Review: "Total Recall" 
Monday, August 6, 2012 at 2:13PM
NATHANIEL R in Bill Nighy, Colin Farrell, Jessica Biel, Kate Beckinsale, Len Wiseman, Reviews, Total Recall, Visual FX, remakes, sci-fi fantasy horror

This review originally appeared in my column at Towleroad

It's hard not to feel sympathy for Colin Farrell. His secret movie star weapon is those long, thick unmistakable eyebrows. When he's in distress his brow lifts and pulls them up into a converging point, creating a perfect triangular frame for big brown orbs of boyish angst. "Help me!" is written all over his eyes. That same furrowed brow expression with just minor flickering shifts can also say "Please love me!" and "Aren't I funny?" and "..." His capacity for impish excitement and moral confusion were a perfect match for his best star turn to date in the hitman seriocomedy In Bruges (2008) and it helps the TOTAL RECALL do-over more than it should.

Farrell plays everyman Doug Quaid who doesn't realize he's actually someone else because his memory has been erased. A trip to the fantasy memory banks of "Total Rekall" (a reversal of Eternal Sunshine's "Lacuna Inc" since the company aims to give you false memories rather than take real ones away) upsets his reprogramming and suddenly he's killing soldiers with the trained might of a futuristic Jason Bourne. Returning home his formerly loving wife (Kate Beckinsale) tries to kill him.

Quaid realizes he's completely lost in a false life with no memory of the real one. Cut to: plentiful moments of Farrell Furrowing!

But you shouldn't have time to think about the magic and mystery of physiognomy while you're watching an action movie. If you do your mind wanders and questions come cascading in like...

"When did Kate Beckinsale's Hair becomes self-aware like SkyNet?" When?!?

Source data >>
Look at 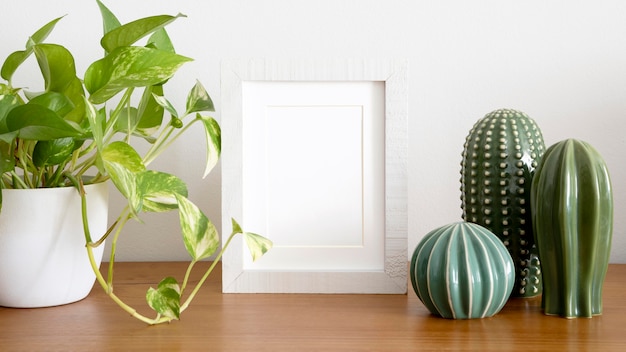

To do >> Pick up the Total Recall review after its last line and keep writing it in the same voice.

Result below >>
 ... her locks are practically prehensile, whisking about expressively and frantically like they're after their own Oscar since the woman attached has long abandoned serious acting.

"Is the perpetually open mouthed Jessica Beal an actress or a CGI sex doll fantasy for adolescent boys and Justin Timberlake?"

"Why does Colin Farrell keeping saying 'Yes' indiscriminately to 80s remakes?"

"Is Chris Nolan's Batman series responsible for the humorlessness of the current action crop or is self-seriousness a front for Hollywood - a way to feel important and mature without making any serious effort or having anything to say?" But I digress. No more questions.

Total Recall was directed by Len Wiseman, the man behind the undead Underworld series which also stars both his superhot wife Kate Beckinsale and the creepily gaunt mask of Bill Nighy in "dangerous person" mode. Nighy plays a "terrorist" leader though "terrorist" is a matter of semantics since the heroes in Total Recall are the rebel forces, out to free "The Colony" (Future Post-Apocalypse Australia) from enslavement by "The United Federation of Britain" (Future Post-Apocalypse UK). There is so much background plot the film is forced to begin with a short history lesson to get you caught up.

Wiseman makes the very odd choice of introducing us to Colin Farrell in all his half naked glory (I'm not complaining, just saying), the lightly haired chest, the gym physique, the low cut pajamas. He's so beautiful to look at that the film undermines its own nasty follow up plot point that this "everyman" couldn't have won a hot wife like Kate Beckinsale on his own so DUH, his life must be fake! Wiseman is either blind to Farrell's beauty or he's just bragging about his wife again. Or both.

To his credit though, Wiseman does have an eye for action. He lacks the imagination and verve of the genre's masters (Cameron, Bigelow, Spielberg, and very few others), and has trouble making chases, fist fights, and shoot outs feel individualistic but he can make them legible to the eye and intermittently exciting. That's sadly more than can be said for many action directors including those with much stronger critical reputations. The two best action setpieces in Total Recall both make use of sudden shifts in gravity in creative ways.  Total Recall has one or two flashes of inspiration in its visual effects and art direction (the audience laughed heartily at a shot of future money but I won't spoil that) but production designer Patrick Tatopoulous has seen as much of the eternally influential Blade Runner as everyone else.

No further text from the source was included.